>> Start Given information

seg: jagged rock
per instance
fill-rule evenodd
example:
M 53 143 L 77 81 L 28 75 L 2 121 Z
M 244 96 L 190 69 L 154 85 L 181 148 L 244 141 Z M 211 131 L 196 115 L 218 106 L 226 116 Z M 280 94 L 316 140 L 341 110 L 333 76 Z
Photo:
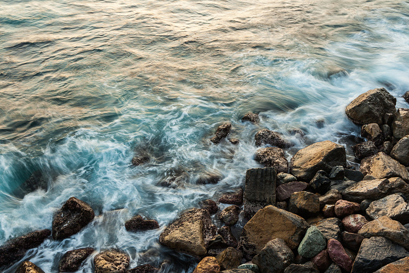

>> End Given information

Quote every line of the records above word for word, leaving out the picture.

seg: jagged rock
per instance
fill-rule evenodd
example:
M 53 143 L 77 81 L 28 75 L 2 121 Z
M 244 96 L 190 69 L 154 85 L 181 148 L 244 141 Z M 211 131 L 196 115 L 218 106 L 226 116 Z M 280 94 L 316 140 L 341 110 L 333 76 Z
Photo:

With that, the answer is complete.